Rewrite the stretch of entries below from the line containing "Objective — one point per instance of the black high" through the end of the entries, keeping every request unchanged. Multiply each coordinate in the answers by 1.8 and round it to a whole number, with halves rounded up.

→ **Provided material**:

══════════

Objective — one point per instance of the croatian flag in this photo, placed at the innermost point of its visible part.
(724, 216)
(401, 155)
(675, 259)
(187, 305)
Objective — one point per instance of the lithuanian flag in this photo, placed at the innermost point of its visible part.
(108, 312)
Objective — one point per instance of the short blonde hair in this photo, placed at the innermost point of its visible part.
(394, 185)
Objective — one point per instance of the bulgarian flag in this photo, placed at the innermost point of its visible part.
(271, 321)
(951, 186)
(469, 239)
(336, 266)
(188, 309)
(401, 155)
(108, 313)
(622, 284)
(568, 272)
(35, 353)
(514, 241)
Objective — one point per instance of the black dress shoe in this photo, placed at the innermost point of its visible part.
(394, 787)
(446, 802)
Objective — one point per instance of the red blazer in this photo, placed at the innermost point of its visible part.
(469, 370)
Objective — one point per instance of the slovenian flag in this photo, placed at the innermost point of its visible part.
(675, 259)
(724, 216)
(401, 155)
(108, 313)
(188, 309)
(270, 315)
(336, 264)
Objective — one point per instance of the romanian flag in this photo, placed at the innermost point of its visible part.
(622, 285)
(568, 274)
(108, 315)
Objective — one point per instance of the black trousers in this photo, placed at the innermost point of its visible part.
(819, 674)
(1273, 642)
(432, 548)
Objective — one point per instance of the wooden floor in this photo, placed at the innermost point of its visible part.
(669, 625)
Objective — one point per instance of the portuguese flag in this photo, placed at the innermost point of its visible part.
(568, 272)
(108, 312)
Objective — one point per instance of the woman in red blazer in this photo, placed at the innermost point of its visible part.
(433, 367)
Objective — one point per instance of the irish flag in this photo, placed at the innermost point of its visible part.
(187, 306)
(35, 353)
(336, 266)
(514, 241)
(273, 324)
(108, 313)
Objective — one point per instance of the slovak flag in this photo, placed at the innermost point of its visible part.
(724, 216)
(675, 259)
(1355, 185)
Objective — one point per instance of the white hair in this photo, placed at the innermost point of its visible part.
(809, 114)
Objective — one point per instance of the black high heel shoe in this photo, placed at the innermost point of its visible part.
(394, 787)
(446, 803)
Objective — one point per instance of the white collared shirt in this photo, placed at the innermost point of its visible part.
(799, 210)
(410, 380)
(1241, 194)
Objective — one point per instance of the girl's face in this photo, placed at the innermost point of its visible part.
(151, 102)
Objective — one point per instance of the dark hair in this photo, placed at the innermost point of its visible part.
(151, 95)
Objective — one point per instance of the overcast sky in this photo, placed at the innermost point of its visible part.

══════════

→ **Output for this exercise**:
Objective — one point per instance of the black high heel shoe in this photo, placed at the innermost point of its visible part.
(709, 1417)
(803, 1445)
Objective — one point per instance of the white collared shirt in this photo, placed at the innermost point of its visible part.
(1438, 378)
(738, 684)
(2234, 349)
Objective — one point per instance of the girl's face in this photo, placed at the innermost point of its visible part.
(272, 184)
Objective — one point per instance of the dark hair in this photo, placed at the innermost point of its visible part.
(272, 171)
Objective — one point per instance of the overcast sky in this photo, placed at the innermost point of its visible part.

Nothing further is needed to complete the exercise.